THE DATA: Begin
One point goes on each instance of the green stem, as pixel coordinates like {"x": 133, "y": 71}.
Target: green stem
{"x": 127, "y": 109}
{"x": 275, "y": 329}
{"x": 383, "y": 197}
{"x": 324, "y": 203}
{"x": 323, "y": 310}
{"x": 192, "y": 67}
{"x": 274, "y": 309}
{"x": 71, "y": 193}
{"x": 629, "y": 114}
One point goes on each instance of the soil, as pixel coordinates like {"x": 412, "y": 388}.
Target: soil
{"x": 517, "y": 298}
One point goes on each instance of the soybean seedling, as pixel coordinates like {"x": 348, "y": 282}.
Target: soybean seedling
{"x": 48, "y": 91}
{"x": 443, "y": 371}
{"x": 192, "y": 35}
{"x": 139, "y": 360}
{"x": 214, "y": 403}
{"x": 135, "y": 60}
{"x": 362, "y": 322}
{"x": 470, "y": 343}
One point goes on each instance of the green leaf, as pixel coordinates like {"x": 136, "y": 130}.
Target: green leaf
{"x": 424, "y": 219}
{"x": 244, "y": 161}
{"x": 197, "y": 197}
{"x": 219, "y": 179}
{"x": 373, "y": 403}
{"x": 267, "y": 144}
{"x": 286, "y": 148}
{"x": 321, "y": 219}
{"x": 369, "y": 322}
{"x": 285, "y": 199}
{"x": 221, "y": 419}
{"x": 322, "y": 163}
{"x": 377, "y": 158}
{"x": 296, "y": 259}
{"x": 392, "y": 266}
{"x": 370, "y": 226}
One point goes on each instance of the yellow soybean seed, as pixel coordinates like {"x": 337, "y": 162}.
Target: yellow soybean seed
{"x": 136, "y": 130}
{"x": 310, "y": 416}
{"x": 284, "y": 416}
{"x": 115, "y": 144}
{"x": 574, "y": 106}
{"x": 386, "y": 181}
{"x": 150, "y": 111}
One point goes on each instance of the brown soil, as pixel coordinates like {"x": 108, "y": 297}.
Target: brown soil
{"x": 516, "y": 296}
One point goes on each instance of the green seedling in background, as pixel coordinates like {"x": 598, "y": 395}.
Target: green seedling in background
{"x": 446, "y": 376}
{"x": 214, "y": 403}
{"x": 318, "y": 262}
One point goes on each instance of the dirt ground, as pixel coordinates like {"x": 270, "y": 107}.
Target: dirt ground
THE DATA: End
◆ WHAT IS NEEDED:
The answer must be a single number: how many lines above contain the word "instance".

◆ RESULT FOR THIS EXERCISE:
8